---- Dataset entries

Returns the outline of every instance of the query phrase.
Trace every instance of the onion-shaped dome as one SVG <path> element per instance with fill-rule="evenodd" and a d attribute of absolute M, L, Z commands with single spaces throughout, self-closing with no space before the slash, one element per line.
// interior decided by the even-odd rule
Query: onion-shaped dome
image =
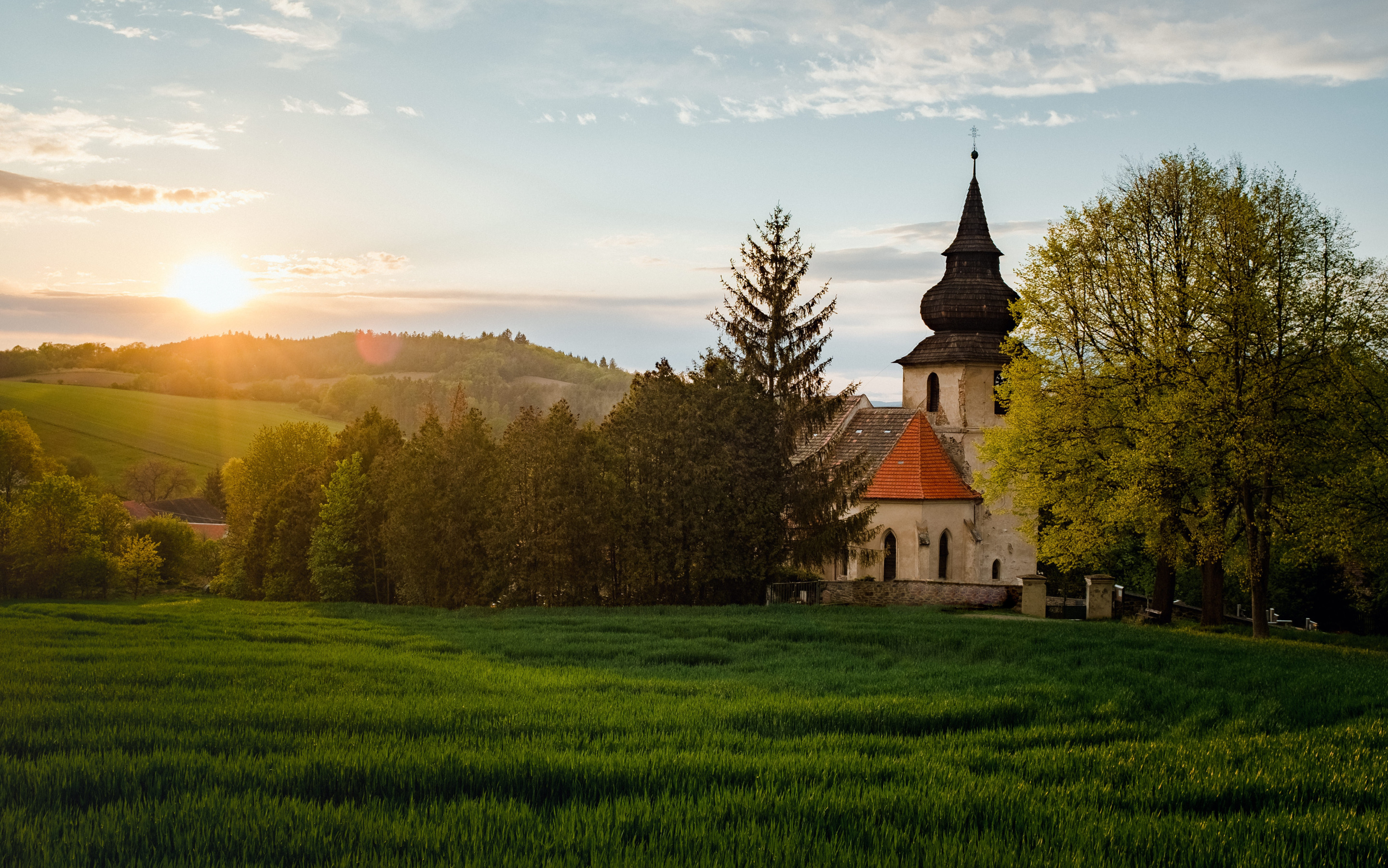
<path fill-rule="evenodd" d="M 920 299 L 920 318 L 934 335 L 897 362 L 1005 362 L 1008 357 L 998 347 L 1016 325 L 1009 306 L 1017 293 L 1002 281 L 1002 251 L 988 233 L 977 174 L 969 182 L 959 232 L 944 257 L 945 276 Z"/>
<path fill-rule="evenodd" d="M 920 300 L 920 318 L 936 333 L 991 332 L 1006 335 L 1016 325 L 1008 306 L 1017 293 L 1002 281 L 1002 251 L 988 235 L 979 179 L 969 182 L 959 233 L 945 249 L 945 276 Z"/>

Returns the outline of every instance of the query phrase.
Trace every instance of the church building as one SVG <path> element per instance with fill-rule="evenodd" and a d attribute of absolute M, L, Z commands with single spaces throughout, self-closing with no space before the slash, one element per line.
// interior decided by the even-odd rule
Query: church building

--------
---- Dataset entries

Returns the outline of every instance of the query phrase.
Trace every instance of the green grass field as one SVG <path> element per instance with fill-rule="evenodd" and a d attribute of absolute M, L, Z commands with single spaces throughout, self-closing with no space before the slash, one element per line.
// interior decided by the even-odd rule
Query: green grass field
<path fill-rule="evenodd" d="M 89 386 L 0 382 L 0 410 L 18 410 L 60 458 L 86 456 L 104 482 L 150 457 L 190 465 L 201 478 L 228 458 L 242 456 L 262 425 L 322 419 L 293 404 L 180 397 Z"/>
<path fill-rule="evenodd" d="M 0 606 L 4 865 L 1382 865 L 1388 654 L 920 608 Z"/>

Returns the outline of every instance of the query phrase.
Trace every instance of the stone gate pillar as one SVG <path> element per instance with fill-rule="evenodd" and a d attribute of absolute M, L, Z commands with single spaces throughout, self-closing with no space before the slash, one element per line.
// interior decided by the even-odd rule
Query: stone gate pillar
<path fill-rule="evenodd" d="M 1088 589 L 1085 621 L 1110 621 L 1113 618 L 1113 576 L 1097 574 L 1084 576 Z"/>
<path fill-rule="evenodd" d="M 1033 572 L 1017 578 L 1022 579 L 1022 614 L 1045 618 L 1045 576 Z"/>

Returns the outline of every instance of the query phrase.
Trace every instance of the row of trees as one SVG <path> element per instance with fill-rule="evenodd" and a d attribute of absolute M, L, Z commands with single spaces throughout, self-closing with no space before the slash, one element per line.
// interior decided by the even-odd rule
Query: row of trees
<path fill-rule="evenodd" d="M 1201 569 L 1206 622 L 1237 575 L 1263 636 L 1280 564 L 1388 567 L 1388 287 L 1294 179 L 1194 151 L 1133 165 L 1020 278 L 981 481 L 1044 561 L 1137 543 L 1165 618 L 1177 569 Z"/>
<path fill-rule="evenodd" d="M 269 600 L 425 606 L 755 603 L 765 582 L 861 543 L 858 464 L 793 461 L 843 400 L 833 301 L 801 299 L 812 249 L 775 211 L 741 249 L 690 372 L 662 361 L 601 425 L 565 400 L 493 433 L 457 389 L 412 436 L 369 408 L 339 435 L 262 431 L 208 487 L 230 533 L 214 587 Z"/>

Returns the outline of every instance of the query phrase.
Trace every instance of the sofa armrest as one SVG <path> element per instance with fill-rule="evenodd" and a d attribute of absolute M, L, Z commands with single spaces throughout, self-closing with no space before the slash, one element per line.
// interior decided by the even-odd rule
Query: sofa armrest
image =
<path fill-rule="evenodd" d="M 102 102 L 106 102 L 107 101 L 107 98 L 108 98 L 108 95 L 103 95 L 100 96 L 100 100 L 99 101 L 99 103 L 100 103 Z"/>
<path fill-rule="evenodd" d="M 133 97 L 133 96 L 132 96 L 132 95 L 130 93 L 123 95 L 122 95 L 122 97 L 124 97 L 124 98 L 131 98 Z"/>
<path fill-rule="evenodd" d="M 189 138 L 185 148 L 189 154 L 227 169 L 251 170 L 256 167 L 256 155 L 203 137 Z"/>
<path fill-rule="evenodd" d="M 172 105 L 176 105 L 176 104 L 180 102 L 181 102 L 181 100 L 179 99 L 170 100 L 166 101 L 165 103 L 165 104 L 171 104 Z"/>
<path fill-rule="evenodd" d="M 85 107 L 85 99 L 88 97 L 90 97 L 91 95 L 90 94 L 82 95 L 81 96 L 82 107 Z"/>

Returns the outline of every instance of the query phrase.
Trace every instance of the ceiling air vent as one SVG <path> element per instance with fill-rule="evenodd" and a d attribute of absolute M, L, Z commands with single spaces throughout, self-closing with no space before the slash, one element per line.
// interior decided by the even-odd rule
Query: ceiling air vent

--------
---- Dataset entries

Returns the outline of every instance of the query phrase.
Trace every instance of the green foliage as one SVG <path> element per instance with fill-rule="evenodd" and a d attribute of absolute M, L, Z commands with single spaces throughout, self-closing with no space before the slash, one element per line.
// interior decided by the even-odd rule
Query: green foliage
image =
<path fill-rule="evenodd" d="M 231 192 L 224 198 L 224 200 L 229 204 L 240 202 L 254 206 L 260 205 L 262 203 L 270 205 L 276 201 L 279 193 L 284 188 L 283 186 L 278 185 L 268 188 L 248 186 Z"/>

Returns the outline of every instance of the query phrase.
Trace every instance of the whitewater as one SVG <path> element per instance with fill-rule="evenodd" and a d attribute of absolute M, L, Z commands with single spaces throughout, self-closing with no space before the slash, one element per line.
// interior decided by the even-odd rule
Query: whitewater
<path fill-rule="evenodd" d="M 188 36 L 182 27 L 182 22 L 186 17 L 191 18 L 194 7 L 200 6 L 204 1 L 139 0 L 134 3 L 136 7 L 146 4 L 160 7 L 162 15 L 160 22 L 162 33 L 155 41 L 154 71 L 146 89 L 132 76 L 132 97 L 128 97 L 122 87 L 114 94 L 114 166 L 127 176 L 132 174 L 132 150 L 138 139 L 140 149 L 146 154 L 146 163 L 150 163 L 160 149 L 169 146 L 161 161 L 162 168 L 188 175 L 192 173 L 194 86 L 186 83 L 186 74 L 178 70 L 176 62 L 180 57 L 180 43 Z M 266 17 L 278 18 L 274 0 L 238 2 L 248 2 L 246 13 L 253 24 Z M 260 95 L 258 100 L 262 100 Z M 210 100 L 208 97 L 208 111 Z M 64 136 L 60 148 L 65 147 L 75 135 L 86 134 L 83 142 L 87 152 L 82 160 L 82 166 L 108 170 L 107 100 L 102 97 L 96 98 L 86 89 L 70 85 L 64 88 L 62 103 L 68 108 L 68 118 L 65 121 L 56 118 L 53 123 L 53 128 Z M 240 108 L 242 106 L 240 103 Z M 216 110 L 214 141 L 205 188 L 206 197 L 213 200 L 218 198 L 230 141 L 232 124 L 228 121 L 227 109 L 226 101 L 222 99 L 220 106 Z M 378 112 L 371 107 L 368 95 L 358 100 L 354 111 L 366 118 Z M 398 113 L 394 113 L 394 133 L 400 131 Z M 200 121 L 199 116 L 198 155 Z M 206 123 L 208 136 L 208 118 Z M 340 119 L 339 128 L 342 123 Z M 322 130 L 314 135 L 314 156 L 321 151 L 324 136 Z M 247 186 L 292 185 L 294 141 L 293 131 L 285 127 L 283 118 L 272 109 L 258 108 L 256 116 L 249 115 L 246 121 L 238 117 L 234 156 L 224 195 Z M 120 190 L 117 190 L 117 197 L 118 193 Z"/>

--------

Select every line of the material above that contains the string "ceiling", and copy each such line in full. Treat the match as case-sensitive.

Trace every instance of the ceiling air vent as one SVG <path> element per instance with fill-rule="evenodd" and a d attribute of absolute M, L, Z commands with single spaces throughout, self-closing with no space before the slash, one element per line.
Query: ceiling air vent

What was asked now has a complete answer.